Supplied passage
● ● ● ●

‘IT OUT-VEEPED VEEP’
Is it still political comedy when the real world goes beyond satire? Ben Terris asks.
On Nov. 8, as the United States picked its 45th president, Julia Louis-Dreyfus spent the night observing a fake election.
The scene, filmed for an episode of the political comedy Veep, unfolded in what was supposed to be a polling station in a post- Soviet republic. Actors dressed as villagers ambled across the set to dip their fingers in ink, as Louis-Dreyfus, in character as ex-U.S. president Selina Meyer, kept watch.
Meyer had hoped to become known as a transformational leader like Reagan or FDR but, after losing her bid to keep the White House, has been relegated to promoting fair elections abroad, like some sort of female Jimmy Carter.
“Travelling the globe,” as she puts it in one scene. “Spreading democracy like Patient Zero.”
While Louis-Dreyfus presided over the make-believe contest, the cast and crew checked their phones to keep tabs on the real one. Like many, they expected Hillary Clinton to win.
When Donald Trump started racking up victories, a sense of shock fell over the set. While Clinton wouldn’t speak publicly until the next day, Selina Meyer seemed to be speaking for her that night. One line of dialogue, Louis-Dreyfus later recalled, felt especially relevant: “Ugh, democracy,” Meyer sighed. “What a f---ing horror show.”

● ● ● ●

Referring expression data:
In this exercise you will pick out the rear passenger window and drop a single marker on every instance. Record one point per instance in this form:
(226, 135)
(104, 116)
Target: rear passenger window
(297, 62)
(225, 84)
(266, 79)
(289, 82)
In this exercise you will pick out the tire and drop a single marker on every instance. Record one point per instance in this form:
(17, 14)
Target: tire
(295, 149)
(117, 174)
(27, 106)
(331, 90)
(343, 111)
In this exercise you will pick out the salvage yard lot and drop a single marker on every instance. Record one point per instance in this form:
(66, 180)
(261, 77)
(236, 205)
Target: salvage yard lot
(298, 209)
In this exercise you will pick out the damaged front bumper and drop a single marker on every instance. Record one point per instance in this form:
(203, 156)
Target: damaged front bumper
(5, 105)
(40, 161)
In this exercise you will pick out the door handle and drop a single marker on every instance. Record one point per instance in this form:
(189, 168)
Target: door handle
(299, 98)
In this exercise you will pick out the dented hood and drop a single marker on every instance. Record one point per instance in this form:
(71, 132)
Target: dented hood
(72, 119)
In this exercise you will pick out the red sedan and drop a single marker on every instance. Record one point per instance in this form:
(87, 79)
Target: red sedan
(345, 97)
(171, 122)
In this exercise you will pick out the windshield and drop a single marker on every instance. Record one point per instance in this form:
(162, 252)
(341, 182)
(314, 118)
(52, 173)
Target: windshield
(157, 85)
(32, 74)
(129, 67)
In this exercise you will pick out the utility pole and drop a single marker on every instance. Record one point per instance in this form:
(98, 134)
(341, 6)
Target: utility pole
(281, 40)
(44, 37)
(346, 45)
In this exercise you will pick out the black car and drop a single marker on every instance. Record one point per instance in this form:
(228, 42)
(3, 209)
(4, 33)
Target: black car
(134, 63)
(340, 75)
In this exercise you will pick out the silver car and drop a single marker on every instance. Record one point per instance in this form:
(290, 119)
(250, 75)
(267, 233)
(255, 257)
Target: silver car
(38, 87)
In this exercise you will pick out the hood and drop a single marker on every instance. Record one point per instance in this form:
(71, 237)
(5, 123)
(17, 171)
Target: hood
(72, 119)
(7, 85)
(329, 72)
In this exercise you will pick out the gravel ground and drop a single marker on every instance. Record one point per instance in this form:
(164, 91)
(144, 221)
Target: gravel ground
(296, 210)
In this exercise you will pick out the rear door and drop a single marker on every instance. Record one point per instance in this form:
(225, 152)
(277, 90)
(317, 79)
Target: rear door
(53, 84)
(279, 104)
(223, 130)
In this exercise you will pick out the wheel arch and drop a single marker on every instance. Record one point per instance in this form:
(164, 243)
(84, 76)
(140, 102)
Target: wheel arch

● ● ● ●

Task instructions
[1] List every real person named in the Veep article.
[2] Copy the Veep article word for word between "Meyer had hoped" and "female Jimmy Carter.", inclusive.
[3] Condense the paragraph of the Veep article that begins "The scene, filmed for an episode" into two shorter sentences.
Use only the Veep article to answer.

Outputs by task
[1] Ben Terris, Julia Louis-Dreyfus, Reagan, FDR, Jimmy Carter, Hillary Clinton, Donald Trump

[2]
Meyer had hoped to become known as a transformational leader like Reagan or FDR but, after losing her bid to keep the White House, has been relegated to promoting fair elections abroad, like some sort of female Jimmy Carter.

[3] The Veep scene was shot on a set meant to be a polling station in a post-Soviet republic. Actors playing villagers dipped their fingers in ink while Louis-Dreyfus, as ex-U.S. president Selina Meyer, watched.